+++ ENTRIES PROVIDED +++

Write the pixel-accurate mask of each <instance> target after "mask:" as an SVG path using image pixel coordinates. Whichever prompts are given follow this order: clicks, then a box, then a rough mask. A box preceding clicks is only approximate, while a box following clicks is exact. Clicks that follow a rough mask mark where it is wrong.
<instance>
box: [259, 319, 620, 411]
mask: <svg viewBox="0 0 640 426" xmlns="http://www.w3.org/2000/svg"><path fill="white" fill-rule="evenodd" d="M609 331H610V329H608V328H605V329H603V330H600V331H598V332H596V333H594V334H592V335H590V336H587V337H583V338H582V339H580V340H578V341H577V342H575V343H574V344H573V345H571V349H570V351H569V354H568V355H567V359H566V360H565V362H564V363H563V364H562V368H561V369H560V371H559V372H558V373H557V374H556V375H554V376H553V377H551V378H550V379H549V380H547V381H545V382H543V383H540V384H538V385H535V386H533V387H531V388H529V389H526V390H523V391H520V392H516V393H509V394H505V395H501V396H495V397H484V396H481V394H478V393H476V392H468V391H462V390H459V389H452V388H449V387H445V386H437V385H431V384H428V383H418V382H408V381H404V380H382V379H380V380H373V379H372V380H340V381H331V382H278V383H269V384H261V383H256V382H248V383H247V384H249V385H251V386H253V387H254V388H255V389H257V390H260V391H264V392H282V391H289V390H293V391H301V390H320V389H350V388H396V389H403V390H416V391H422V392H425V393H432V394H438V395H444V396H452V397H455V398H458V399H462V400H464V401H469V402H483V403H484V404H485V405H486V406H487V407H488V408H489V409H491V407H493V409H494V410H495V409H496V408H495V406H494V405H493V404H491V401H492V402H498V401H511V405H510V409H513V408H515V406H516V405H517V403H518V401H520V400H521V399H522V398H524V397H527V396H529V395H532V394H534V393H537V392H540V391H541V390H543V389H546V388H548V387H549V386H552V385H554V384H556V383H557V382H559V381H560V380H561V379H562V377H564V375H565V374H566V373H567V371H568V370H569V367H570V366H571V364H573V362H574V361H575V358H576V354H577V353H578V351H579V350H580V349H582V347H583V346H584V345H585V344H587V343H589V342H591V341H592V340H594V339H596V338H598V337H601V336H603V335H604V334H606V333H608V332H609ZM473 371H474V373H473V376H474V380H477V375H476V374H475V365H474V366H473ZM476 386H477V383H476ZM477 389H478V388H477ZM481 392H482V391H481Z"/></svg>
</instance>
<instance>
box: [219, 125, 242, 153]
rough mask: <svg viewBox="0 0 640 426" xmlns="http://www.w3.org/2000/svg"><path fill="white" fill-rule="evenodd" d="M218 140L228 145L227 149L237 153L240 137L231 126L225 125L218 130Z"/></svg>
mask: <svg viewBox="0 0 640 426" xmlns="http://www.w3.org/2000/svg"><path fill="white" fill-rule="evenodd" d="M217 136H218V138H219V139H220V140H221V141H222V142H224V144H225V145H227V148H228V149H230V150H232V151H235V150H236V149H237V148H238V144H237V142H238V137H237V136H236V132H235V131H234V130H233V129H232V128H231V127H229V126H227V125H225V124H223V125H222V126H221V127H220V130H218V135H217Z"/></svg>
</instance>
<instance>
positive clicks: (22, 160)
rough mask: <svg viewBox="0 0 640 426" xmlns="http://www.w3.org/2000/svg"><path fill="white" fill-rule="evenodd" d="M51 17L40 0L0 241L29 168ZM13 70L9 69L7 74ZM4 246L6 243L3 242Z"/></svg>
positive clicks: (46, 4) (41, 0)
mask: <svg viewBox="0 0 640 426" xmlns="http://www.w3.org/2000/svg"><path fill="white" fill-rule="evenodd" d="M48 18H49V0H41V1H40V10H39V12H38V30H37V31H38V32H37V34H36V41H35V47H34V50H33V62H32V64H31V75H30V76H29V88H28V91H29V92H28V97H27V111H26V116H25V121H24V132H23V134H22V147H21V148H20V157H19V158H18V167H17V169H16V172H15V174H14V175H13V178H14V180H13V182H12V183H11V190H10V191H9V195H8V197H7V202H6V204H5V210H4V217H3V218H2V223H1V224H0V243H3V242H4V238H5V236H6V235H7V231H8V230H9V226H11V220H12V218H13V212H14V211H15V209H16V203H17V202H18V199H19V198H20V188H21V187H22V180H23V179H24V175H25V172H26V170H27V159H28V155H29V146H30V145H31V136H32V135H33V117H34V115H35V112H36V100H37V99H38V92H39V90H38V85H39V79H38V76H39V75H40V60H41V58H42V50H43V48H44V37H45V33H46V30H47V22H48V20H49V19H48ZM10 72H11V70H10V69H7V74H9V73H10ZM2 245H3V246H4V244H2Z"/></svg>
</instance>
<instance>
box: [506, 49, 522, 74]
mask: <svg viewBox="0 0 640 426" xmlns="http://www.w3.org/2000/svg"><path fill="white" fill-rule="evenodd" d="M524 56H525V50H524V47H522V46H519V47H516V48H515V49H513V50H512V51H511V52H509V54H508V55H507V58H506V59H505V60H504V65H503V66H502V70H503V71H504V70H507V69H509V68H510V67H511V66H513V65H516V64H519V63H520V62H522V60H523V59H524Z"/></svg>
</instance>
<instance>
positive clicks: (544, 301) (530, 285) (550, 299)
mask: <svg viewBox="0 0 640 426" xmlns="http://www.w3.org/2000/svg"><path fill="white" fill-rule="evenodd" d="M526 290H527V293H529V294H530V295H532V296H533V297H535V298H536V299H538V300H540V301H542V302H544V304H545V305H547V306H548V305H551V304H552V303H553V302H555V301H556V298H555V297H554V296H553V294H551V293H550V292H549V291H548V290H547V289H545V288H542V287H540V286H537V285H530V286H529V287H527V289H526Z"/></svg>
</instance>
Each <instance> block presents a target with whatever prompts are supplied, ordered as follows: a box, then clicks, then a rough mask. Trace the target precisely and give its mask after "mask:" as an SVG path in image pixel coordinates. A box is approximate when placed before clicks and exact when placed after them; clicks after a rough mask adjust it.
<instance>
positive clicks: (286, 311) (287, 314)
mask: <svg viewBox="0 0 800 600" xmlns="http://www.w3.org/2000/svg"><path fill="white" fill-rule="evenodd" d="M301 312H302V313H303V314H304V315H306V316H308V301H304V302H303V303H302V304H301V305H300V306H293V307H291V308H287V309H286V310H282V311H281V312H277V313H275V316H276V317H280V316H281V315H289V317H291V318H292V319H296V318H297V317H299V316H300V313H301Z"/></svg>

+++

▶ _WORK INSTRUCTIONS_: The number of lines in this listing that hold "after" is the only answer required.

▶ _RESULT OF THE EXERCISE_: 2